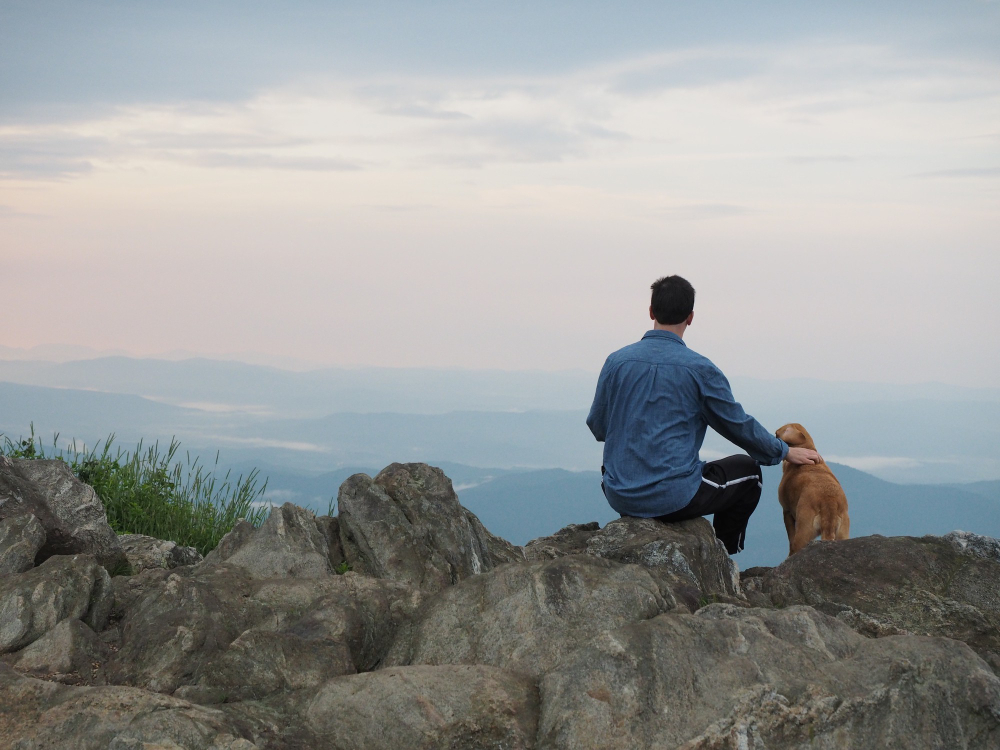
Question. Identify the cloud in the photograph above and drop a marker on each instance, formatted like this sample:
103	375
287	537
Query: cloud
707	211
47	156
973	172
875	463
835	158
229	160
423	111
289	445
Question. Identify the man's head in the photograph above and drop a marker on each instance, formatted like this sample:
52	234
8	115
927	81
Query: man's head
672	302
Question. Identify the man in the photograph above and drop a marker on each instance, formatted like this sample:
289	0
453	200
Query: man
655	398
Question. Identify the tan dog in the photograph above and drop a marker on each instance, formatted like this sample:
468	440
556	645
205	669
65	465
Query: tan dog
----
### What you need to do:
Convert everything from the line containing "Question. Identify the man's" down to the end of the records into a JSON list of strings, one string per line, leaving out blank lines.

### Solution to the problem:
[
  "Question. Identify the man's head in the photograph above and drop a marker on each instance, formatted like this sample:",
  "52\t234",
  "8\t115",
  "927\t81",
  "Query: man's head",
  "672\t302",
  "Question. Identify the man in the photograph above and drop a marker on each instance, formatted like this sample:",
  "289\t0",
  "453\t200",
  "Query: man",
  "655\t398",
  "Question. Identify the tan dog in the photograph above and drop a marker on each instance, formatted like this sample:",
  "468\t440",
  "556\t645",
  "205\t669",
  "65\t465",
  "Query: tan dog"
]